Given request » Could you copy every one of the records below word for word, leaving out the pictures?

Raw records »

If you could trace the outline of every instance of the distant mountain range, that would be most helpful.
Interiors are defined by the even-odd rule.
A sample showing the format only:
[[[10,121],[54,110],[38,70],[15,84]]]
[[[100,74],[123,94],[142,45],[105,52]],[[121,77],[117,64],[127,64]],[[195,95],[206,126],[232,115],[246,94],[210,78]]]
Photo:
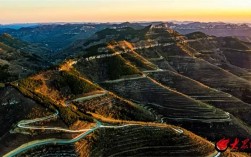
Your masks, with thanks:
[[[0,155],[250,156],[214,143],[251,138],[251,43],[197,29],[250,28],[156,22],[4,33]],[[30,73],[12,78],[11,66]]]

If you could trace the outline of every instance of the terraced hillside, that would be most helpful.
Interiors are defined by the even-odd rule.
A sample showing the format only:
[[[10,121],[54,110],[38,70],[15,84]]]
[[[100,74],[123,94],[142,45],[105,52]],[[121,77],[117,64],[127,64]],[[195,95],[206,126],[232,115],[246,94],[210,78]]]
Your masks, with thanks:
[[[177,90],[194,99],[225,110],[243,121],[250,123],[250,113],[248,112],[250,105],[228,93],[210,88],[198,81],[168,70],[155,71],[149,73],[148,76],[171,87],[173,90]]]
[[[26,77],[50,65],[38,55],[46,51],[11,37],[0,36],[0,82]]]
[[[188,34],[188,44],[197,50],[196,56],[245,77],[250,69],[249,43],[233,37],[212,37],[196,32]]]
[[[202,54],[211,40],[161,24],[76,42],[65,50],[76,56],[0,88],[0,155],[242,156],[213,143],[251,138],[251,84],[217,63],[248,70]],[[213,49],[232,48],[218,40]]]
[[[224,135],[251,135],[250,128],[229,113],[171,90],[149,78],[105,82],[102,86],[143,104],[160,122],[181,125],[211,140]]]
[[[170,126],[130,126],[101,129],[94,135],[90,156],[207,156],[213,145]],[[114,138],[116,137],[116,138]],[[111,139],[111,140],[110,140]],[[105,142],[107,141],[107,142]]]
[[[69,138],[69,135],[64,133],[38,133],[32,130],[19,129],[16,126],[19,121],[47,116],[52,114],[52,111],[44,108],[43,105],[36,103],[34,100],[25,97],[18,90],[10,86],[0,89],[0,95],[0,123],[2,124],[0,131],[0,156],[32,140],[53,137]],[[60,119],[44,122],[43,125],[67,127]]]

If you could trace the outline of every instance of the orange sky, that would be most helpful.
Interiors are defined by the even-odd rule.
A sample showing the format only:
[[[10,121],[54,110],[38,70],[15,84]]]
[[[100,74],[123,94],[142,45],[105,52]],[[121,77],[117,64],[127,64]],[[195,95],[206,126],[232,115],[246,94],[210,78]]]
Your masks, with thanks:
[[[0,23],[251,22],[251,0],[0,0]]]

Written answer »
If you could trace the outline of every instance of the distant mountain range, that would be most helpful.
Interiors are defined by the even-odd rule.
A sample showing the format only:
[[[10,121],[54,110],[38,70],[15,84]]]
[[[100,74],[123,94],[142,45],[105,52]],[[121,77],[117,64],[127,64]],[[195,95],[206,126],[232,115],[246,94],[210,78]]]
Photo:
Your masks, with thanks:
[[[0,155],[250,156],[214,143],[251,138],[251,43],[197,29],[250,28],[156,22],[4,33]],[[30,73],[12,78],[11,66]]]

If you could trace the outline of every instance of the terraced hillside, that would be most helpful.
Interiors are defined by the even-odd rule.
A sample showing the format only:
[[[10,121],[54,110],[38,70],[15,84]]]
[[[100,74],[123,94],[142,45],[105,52]],[[121,77],[117,64],[127,64]],[[195,95],[206,126],[232,115],[246,94],[210,78]]]
Your masks, with thanks:
[[[177,90],[194,99],[225,110],[243,121],[250,123],[250,113],[248,112],[250,105],[228,93],[210,88],[198,81],[168,70],[155,71],[149,73],[148,76],[171,87],[173,90]]]
[[[26,77],[50,65],[38,55],[46,51],[11,37],[0,36],[0,82]]]
[[[188,34],[188,44],[197,50],[196,56],[245,77],[250,69],[249,43],[233,37],[212,37],[196,32]]]
[[[202,54],[211,40],[161,24],[76,42],[65,50],[76,56],[0,88],[0,155],[242,156],[213,143],[251,138],[251,84],[217,63],[248,70]],[[213,49],[232,48],[218,40]]]
[[[224,135],[251,135],[250,128],[229,113],[171,90],[149,78],[105,82],[102,86],[143,104],[160,122],[181,125],[211,140]]]
[[[170,126],[130,126],[101,129],[94,135],[90,156],[207,156],[213,145]],[[114,138],[116,137],[116,138]],[[111,139],[111,140],[110,140]],[[105,142],[107,141],[107,142]]]
[[[69,138],[69,135],[64,133],[38,133],[32,130],[19,129],[16,126],[19,121],[47,116],[52,114],[52,111],[44,108],[43,105],[36,103],[34,100],[25,97],[18,90],[10,86],[0,89],[0,95],[0,123],[2,124],[0,131],[0,156],[32,140],[53,137]],[[60,119],[44,122],[43,125],[67,127]]]

If you could trace the outline of every instance of the orange sky, that would be most helpful.
Interiors are defined by the even-odd rule.
A sample showing the format only:
[[[10,121],[54,110],[38,70],[15,84]]]
[[[100,74],[123,94],[142,45],[105,52]],[[121,77],[117,64],[127,64]],[[195,95],[206,126],[232,115],[246,94],[210,78]]]
Your masks, with thanks:
[[[0,23],[251,22],[251,0],[0,0]]]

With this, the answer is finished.